• A series of records:
--
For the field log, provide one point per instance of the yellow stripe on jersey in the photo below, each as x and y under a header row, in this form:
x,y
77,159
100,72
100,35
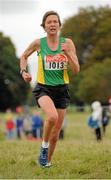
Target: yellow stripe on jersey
x,y
40,73
66,77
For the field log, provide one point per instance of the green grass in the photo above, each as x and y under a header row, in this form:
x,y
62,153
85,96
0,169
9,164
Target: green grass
x,y
78,156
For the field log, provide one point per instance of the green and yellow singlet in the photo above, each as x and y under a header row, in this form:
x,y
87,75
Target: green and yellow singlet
x,y
52,65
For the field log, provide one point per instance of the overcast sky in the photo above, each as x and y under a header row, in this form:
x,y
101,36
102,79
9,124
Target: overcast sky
x,y
21,19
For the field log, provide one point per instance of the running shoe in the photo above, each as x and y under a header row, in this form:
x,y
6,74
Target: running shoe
x,y
48,165
43,158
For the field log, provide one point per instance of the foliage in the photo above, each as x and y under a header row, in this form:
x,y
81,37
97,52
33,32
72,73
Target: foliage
x,y
13,90
78,156
90,31
96,82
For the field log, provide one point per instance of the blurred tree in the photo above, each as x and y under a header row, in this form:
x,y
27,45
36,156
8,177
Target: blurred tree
x,y
96,83
13,90
90,31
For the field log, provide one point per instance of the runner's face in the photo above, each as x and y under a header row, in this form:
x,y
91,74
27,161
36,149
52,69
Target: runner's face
x,y
52,24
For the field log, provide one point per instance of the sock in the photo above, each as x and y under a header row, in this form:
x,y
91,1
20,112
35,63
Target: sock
x,y
45,144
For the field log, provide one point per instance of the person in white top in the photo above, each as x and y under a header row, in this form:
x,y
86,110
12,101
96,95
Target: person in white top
x,y
97,116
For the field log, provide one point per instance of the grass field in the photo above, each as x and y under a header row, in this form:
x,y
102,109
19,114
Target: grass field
x,y
78,156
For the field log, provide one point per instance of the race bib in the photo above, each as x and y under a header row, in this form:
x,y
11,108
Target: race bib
x,y
55,62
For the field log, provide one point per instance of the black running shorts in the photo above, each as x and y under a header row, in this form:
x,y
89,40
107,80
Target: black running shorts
x,y
59,94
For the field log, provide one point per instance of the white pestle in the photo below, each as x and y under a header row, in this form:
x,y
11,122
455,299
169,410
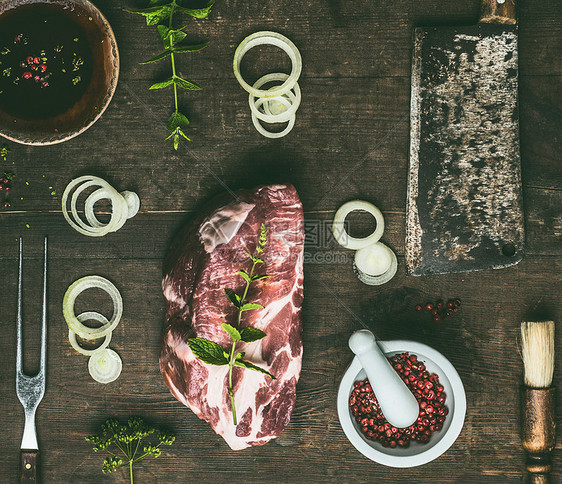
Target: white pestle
x,y
397,403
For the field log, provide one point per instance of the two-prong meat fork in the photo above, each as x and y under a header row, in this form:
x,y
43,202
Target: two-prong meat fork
x,y
30,390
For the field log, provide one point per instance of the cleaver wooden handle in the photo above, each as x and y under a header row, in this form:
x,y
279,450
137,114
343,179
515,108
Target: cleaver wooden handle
x,y
492,12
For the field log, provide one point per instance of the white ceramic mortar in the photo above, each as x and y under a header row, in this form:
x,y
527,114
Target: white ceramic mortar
x,y
417,453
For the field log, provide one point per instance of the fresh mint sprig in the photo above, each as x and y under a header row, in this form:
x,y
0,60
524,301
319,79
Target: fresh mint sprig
x,y
125,443
161,14
214,354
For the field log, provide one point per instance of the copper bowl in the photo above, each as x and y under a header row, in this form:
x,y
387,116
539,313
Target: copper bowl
x,y
91,105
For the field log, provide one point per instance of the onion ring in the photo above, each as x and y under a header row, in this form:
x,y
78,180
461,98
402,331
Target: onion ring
x,y
341,235
284,116
105,366
123,206
85,317
269,134
277,40
73,321
378,279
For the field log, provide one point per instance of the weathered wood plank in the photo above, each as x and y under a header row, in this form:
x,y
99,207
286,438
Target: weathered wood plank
x,y
492,306
350,140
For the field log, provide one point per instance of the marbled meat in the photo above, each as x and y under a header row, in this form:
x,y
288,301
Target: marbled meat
x,y
201,263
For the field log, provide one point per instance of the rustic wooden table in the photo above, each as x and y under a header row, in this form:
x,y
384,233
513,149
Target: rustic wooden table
x,y
350,141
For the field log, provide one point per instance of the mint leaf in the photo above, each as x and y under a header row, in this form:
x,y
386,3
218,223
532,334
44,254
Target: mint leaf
x,y
176,120
176,36
251,366
232,331
163,31
183,134
163,84
158,57
197,12
249,306
234,298
255,259
251,334
186,84
244,275
260,277
207,351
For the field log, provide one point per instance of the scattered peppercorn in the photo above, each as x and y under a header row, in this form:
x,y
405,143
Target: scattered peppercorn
x,y
374,426
440,310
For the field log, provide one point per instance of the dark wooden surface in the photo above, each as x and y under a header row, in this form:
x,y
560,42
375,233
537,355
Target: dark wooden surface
x,y
350,141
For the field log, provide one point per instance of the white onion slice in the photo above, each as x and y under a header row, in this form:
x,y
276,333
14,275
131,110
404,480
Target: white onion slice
x,y
270,134
282,113
133,203
72,320
123,206
376,264
277,40
86,316
341,235
105,366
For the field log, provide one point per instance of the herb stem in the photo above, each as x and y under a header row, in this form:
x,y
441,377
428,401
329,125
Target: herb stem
x,y
232,355
173,8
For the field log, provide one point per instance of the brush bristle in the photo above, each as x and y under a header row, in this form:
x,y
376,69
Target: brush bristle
x,y
537,351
--
• What you have to do: Revise the records above so that every "field log" becomes "survey sheet", with everything else left unchanged. Reproduce all of the records, without the pictures.

• Expected answer:
For the survey sheet, provide one point per instance of the yellow stripe on jersey in the photo below, each as x and y under a header row, in this form:
x,y
77,159
100,72
100,35
Target: yellow stripe on jersey
x,y
40,73
66,77
For the survey sheet, provide one point per instance of the green grass in the photo above, each as x and y under a header row, in this form:
x,y
62,153
85,96
0,169
9,164
Target: green grass
x,y
78,156
For the survey sheet, provide one point per instance of the green and yellow singlet in the photo above, each as x and y under a header row, in this form:
x,y
87,75
Target: green and yellow singlet
x,y
52,65
For the survey sheet, provide one point per instance of the overcast sky in the photo above, each as x and y under a header row, in this form:
x,y
101,36
102,79
9,124
Target: overcast sky
x,y
21,19
For the survey sheet, provide one point per instance of the running shoe in the photo above, each as x and y under a header row, in this form:
x,y
6,74
Target: running shoe
x,y
48,165
43,158
For the survey sheet, provide one point per instance of the foliage in the photo above, each as x and y under a header row, in this form:
x,y
81,37
97,52
33,32
72,73
Target: foliage
x,y
13,90
78,156
90,31
96,82
For the survey sheet, provide one point per instance of the blurred tree in the photo above, each as x and y under a header row, in this form:
x,y
27,45
36,156
8,177
Target: blurred tree
x,y
96,83
13,90
90,31
For the survey sheet, provide one point per instance of the runner's face in the photo above, each as x and y under a header row, in this form:
x,y
91,74
27,161
36,149
52,69
Target: runner's face
x,y
52,24
For the survey sheet, provide one point per instance of the sock in the photo above, each as x and y under a header row, in this form:
x,y
91,1
20,112
35,63
Target: sock
x,y
45,144
For the survey sheet, provide one point per instance of the person in white top in the photo above, each as x and y under a header row, in this form:
x,y
86,110
12,101
96,95
Target: person in white top
x,y
97,116
For the survey sheet, provide one point per instance of the grass field in the photo above, each as x and y under a header row, in this form:
x,y
102,109
19,114
Target: grass field
x,y
78,156
For the survey sheet, provide one point per instance of the race bib in the photo above, each as x and y under a header row, in this form:
x,y
11,108
Target: race bib
x,y
55,62
For the survey sheet, provide one point per instance of the black running shorts in the photo above, each as x and y under a header row, in this form:
x,y
89,40
107,80
Target: black running shorts
x,y
59,94
For the survey sheet, provide one point per instance of the white pestle in the photo below, each as x and y under a header row, in this form:
x,y
11,122
455,299
169,410
Target: white pestle
x,y
397,403
For the survey sheet, provide one point per instance of the two-prong meat fork in the photo above, each as x and y under a header row, in this form:
x,y
43,202
Target: two-prong meat fork
x,y
30,390
For the survey sheet, provide one point per instance of the cleaver wooden handle in the photo above, each as x and y under a header row, in this form:
x,y
279,450
137,114
343,179
515,108
Target: cleaver wooden handle
x,y
492,12
For the survey sheet, provide one point per instance of the white ceramic mortar in the photo above, each as x and y under a header row, in this form:
x,y
527,114
Target: white ceramic mortar
x,y
417,453
For the survey sheet, provide one point per instance of the fresh mint sprig in the photo above, each as x and y under a header row, in this form:
x,y
0,60
524,301
319,79
Target: fresh mint sprig
x,y
125,443
161,14
214,354
For the survey sheet, provide one point per instance of the copper bowl in the photo above, each as x and y under a header row, in this form:
x,y
387,116
539,313
Target: copper bowl
x,y
91,105
For the survey sheet, provide one point per instance of the onion ring in the photo above, each as x and y under a header row, in this form:
x,y
78,180
461,98
402,331
Target: onion ring
x,y
341,235
284,116
105,366
123,206
85,317
269,134
277,40
73,321
378,279
For the survey sheet, provide one point per instance of the weathered wood plank in the photo above, each as x and y under a header row, in this form:
x,y
99,207
286,438
Target: weathered wood plank
x,y
492,306
350,140
For the survey sheet, provide one point per instance of the marbled meat in the photo above, each as x and y under a header row, in this form:
x,y
288,301
Target: marbled meat
x,y
201,263
For the survey sheet, provide one point per instance of the rustic wooden table in the photo above, each as x and y under a header row, in this form:
x,y
384,233
513,149
Target: rustic wooden table
x,y
350,141
For the survey sheet, provide one point per instance of the mint leaf in the photo above, each as x and y under a header row, in this form:
x,y
386,3
218,223
532,334
44,254
Target: mint leaf
x,y
176,120
176,36
251,366
232,331
163,31
183,134
163,84
158,57
197,12
249,306
234,298
255,259
251,334
186,84
244,275
260,277
207,351
For the survey sheet, provide one point per instance of the scattered peppercorn in the photo above, each as x and y under a header row, in this form:
x,y
405,143
Target: scattered peppercorn
x,y
374,426
440,310
For the survey sheet, provide one point per instance of the dark wooden surface in the photo above, each as x and y under a header row, in this form:
x,y
560,42
375,233
537,355
Target: dark wooden surface
x,y
350,141
For the survey sheet, provide one point per instance of the white onion slice in the photo above, each as x and y under a header row, in this form:
x,y
276,333
14,275
131,110
404,480
Target: white onion slice
x,y
270,134
282,113
133,203
72,320
123,206
376,264
277,40
86,316
341,235
105,366
For the survey sheet, provide one point per instance of the herb stem in the photo above, each as x and y under a header row, in this form:
x,y
441,377
428,401
329,125
Target: herb stem
x,y
232,355
173,8
For the survey sheet, provide one point per instance of the brush bristle in the photo above, each as x and y under a header row, in this form:
x,y
376,69
Target: brush bristle
x,y
537,351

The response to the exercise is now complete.